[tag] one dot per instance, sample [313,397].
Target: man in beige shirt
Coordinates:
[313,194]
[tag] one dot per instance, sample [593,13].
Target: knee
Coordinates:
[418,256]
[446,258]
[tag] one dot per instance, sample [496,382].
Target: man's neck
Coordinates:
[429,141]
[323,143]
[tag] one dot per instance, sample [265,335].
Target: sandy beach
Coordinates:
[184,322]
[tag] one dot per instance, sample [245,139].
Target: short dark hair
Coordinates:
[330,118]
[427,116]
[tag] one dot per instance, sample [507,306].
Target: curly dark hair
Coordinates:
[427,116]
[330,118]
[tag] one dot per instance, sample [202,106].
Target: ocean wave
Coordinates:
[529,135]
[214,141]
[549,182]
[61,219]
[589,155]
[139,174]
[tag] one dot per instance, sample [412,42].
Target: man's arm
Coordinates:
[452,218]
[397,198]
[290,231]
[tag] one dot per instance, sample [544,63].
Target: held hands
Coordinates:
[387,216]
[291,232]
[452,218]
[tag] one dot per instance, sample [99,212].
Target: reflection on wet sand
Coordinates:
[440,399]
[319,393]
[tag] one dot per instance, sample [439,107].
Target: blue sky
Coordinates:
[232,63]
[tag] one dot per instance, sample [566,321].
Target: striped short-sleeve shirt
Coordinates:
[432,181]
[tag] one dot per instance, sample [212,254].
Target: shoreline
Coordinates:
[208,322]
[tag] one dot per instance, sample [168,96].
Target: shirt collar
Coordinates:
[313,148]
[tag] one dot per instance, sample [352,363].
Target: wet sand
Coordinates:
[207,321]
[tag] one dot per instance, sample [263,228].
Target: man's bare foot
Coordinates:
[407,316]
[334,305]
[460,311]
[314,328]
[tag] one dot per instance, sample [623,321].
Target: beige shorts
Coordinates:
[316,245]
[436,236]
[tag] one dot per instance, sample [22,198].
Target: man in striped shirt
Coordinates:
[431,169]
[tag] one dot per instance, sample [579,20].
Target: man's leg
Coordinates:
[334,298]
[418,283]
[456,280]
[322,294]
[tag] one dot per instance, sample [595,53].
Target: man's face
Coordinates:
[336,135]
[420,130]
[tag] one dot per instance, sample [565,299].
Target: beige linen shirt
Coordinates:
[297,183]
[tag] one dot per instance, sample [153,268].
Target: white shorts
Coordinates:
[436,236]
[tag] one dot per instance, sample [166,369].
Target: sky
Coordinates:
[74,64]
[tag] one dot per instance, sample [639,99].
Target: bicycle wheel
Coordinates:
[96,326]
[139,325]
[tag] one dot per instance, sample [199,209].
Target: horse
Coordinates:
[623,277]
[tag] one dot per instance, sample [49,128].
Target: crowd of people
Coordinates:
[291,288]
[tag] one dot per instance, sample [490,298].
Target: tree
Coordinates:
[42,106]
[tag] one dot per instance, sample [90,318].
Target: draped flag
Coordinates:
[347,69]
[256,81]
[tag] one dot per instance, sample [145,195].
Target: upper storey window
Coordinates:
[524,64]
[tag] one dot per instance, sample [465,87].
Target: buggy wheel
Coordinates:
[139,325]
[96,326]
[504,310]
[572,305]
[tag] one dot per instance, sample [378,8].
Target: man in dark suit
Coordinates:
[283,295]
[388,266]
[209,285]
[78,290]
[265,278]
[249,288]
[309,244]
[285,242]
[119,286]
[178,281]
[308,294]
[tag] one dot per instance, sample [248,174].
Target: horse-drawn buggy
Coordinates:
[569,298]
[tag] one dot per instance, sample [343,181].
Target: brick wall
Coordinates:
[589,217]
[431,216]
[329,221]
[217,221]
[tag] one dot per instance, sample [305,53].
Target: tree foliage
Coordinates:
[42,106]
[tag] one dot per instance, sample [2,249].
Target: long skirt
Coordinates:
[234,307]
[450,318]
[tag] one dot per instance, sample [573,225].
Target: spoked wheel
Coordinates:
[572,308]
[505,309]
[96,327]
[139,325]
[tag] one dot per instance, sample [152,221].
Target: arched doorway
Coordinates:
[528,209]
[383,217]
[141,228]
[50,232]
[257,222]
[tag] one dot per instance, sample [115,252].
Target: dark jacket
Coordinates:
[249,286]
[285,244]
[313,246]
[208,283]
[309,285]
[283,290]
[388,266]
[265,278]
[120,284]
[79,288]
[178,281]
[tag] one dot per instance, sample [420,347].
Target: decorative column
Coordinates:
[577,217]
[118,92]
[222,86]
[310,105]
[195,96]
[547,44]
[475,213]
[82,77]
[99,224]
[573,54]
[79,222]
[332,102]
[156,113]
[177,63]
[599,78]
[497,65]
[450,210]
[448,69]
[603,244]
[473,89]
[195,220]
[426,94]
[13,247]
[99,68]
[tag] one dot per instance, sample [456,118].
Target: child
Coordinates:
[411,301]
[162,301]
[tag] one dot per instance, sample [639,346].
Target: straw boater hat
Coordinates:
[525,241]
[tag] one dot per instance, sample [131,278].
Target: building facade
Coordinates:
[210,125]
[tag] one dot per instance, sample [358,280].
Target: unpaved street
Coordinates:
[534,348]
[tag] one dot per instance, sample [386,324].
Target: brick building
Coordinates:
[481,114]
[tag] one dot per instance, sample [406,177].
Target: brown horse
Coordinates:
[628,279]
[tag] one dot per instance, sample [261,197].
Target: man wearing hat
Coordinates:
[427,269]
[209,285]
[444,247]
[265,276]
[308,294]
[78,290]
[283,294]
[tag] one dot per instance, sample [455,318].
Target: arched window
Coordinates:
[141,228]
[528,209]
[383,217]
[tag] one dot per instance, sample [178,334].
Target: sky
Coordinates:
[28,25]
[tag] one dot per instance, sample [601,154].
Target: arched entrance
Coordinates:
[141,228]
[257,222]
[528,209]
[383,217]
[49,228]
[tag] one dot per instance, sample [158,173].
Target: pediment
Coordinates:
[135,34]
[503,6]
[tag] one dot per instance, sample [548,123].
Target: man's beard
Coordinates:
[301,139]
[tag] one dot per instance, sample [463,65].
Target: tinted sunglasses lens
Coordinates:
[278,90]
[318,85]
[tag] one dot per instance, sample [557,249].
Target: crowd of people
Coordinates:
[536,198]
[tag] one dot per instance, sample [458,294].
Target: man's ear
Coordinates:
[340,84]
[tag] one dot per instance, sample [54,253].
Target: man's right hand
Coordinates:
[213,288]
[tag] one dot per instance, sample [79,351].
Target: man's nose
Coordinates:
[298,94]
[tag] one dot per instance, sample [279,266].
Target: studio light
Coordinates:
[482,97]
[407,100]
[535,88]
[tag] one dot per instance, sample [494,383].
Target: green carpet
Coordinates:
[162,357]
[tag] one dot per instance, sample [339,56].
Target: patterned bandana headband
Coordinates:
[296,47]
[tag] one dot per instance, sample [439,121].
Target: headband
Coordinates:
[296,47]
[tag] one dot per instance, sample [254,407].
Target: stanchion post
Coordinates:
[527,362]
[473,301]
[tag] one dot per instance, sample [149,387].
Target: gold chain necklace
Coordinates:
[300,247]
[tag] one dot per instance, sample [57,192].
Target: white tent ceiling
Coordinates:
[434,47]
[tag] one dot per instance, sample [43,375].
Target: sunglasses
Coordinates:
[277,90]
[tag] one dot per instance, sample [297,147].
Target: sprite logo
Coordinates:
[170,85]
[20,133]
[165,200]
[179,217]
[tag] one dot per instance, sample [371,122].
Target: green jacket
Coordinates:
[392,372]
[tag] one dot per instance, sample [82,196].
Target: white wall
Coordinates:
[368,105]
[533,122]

···

» Instructions for the task: Gather every line from the entries above where the word "beige" appears, and copy them.

» Written answer:
Target: man in beige shirt
Target: beige shorts
Target: beige linen shirt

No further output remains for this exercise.